= Beginning of Section =
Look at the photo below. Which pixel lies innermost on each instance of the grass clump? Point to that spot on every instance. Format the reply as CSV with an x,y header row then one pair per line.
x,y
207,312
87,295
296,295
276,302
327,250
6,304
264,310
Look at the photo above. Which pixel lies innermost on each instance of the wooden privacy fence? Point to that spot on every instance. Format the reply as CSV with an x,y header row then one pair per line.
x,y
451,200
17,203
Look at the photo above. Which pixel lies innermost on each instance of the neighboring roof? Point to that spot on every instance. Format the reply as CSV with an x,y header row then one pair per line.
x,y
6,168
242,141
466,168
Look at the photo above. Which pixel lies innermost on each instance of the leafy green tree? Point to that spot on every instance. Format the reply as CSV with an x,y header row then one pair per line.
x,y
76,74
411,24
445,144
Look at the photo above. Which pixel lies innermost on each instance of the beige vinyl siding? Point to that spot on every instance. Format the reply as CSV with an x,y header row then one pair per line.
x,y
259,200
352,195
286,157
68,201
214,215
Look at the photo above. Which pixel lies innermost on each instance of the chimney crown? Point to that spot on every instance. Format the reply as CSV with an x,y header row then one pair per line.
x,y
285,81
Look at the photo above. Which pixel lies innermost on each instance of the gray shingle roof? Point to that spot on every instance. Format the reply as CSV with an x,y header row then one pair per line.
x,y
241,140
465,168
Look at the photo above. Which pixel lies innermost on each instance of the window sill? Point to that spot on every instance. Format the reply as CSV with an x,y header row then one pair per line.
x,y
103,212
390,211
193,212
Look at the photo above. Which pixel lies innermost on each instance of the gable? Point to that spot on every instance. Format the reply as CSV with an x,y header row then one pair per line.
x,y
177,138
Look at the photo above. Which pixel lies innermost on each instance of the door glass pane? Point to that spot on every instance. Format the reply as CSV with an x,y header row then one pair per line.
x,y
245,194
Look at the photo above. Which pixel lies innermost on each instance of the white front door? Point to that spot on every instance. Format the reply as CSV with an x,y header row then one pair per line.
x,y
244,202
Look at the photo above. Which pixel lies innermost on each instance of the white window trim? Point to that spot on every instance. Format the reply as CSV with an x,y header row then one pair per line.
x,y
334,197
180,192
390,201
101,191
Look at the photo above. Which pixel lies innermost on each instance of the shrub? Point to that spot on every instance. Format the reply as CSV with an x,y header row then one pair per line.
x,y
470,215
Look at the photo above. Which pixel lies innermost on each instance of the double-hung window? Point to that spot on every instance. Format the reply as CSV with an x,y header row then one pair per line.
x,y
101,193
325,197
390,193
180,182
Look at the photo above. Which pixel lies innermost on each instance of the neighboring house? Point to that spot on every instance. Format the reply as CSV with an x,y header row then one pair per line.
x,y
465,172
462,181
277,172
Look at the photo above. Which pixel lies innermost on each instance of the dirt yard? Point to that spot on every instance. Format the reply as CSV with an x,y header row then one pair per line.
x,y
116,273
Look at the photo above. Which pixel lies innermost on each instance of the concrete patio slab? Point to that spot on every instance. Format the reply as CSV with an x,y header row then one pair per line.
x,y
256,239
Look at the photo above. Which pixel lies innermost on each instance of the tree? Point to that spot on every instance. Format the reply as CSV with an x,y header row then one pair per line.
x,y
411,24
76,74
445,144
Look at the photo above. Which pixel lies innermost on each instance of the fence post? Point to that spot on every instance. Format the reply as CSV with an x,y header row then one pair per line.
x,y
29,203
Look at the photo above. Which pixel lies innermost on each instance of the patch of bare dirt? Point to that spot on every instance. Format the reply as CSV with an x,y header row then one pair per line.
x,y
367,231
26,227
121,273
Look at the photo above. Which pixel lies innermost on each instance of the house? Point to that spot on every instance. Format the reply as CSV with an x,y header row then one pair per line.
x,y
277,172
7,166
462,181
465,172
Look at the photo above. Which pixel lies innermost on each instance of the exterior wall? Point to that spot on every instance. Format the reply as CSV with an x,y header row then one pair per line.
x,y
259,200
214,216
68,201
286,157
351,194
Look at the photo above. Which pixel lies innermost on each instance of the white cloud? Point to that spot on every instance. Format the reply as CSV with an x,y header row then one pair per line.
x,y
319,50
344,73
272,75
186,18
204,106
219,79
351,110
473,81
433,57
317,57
= End of Section =
I need each line above reproduced exactly.

Look at the photo below. Which pixel lies innermost on each instance of the grass clump? Point to that spot on every instance. Format the reply as CSV with an x,y header row then one pair per line.
x,y
207,312
87,295
296,295
276,302
327,250
6,304
264,310
Look at the photo above. Which pixel lies innermost on each instance of the wooden privacy fence? Point to that spot on every instance. Format the reply as CSV with an x,y header row then one pair per line.
x,y
451,200
17,203
Look at the photo above. Which pixel lies innermost on each instance of the neighboring roof? Point to that spot on every instance. Format the reply as CSV with an x,y header row then one pair per line.
x,y
6,168
242,141
466,168
Look at the photo above. Which pixel lies innermost on each instance of the leafy green tree? Point to that spot on every instance. Format the reply as CSV with an x,y header row then one pair per line.
x,y
76,74
411,24
445,144
Look at the photo above. Which pixel lies innermost on each instance of the beige vinyl siding? Point to that spot on every instance. Format the reply as CSV with an x,y header row then one pair per line.
x,y
259,200
352,195
286,157
68,201
214,215
Look at the photo above. Which pixel lies innermost on each instance of the chimney crown? Point to that spot on every instance. Format the reply as CSV with an x,y header row then one pair per line.
x,y
285,81
Look at the photo above. Which pixel lies innermost on each instance of the gray shingle roof? Point to that spot on every instance. Format the reply as CSV with an x,y header row then one pair per line.
x,y
241,140
465,168
Look at the photo above. Which pixel lies innermost on each instance of the window sill? Point to that spot on every instance. Format the reply as CSV with an x,y header row then one pair per line.
x,y
103,212
390,211
193,212
Look at the photo above. Which pixel lies innermost on each instance of the gable? Point to that spot on every instance. Format the reply as CSV with an x,y header row then one pair per line.
x,y
177,138
Look at the photo above. Which pixel lies innermost on each instance of the door glass pane? Point to that spot on every instance. Format the reply as CSV with an x,y header row then one pair per line.
x,y
245,194
Look at the photo above. Which pixel lies innermost on each instance of the white front door? Point to that spot on every instance. Format the reply as CSV with an x,y header row then one pair per line.
x,y
244,202
Look at the photo above. Which pixel lies innermost on each instance of the white window trim? Point to that spot on every instance. Format the reply as CSV with an x,y header row then one pair per line.
x,y
334,197
180,192
390,201
101,191
Look at the photo above. Which pixel lies innermost on each instance of the shrub? Point to that spot on every instance. Format the reply as CSV with an x,y header row then one pair per line.
x,y
470,215
Look at the photo above. Which pixel lies innermost on each instance of the double-hung window? Point to that spot on every instance. Format the reply as CSV with an x,y header row then one pair per line.
x,y
101,193
325,197
390,193
180,182
Look at the photo above. Which pixel lies innermost on each instance of the neighboring house? Point to that spot on every instance. Format the reply as CSV with an x,y header row then one pair per line.
x,y
465,172
462,181
277,172
Look at the photo above. Which pixel lies innermost on each instance of the dirt yard? Point to that spot on every instance. Format the reply as CSV with an x,y header row then one pair per line.
x,y
116,273
Look at the photo above. Which pixel lies innermost on each instance of the concrete patio slab? Point to that spot on every instance. Format the reply as CSV with an x,y header row then one pair per line.
x,y
256,239
Look at the photo above. Which pixel lies innermost on each instance of the tree? Point to that spot on every instance. Format the reply as CSV with an x,y header row then one pair per line.
x,y
411,24
76,74
445,144
Look at the photo above. Which pixel lies innermost on each instance of the fence post? Point to that spot on every instance. Format the reply as CSV with an x,y header row then one pair per line.
x,y
29,203
Look at the photo above. Which pixel lies innermost on each instance of the patch of bare dirt? Point to that spot on every instance. Format the reply as CSV with an x,y header row then one pair per line.
x,y
367,231
26,227
121,273
Look at the photo above. Which pixel lies innermost on each instance of the house? Point to that spot on every instance. Format the reply as CSV with an x,y header row then one pair per line.
x,y
277,172
7,166
462,181
465,172
Look at the photo above. Which pixel lies innermost on each instance of the exterior wall? Point to that spot on every instance. Format the reply as CSV with an x,y header row then one pair per line.
x,y
259,200
214,216
68,201
286,157
351,194
Look at the photo above. Which pixel lies innermost on each instance of the white cloud? Point to that spot on every instance. Format the reply as CSV with an x,y header row then one pair per line.
x,y
319,50
344,73
272,75
186,18
204,106
219,79
351,110
473,81
433,57
317,57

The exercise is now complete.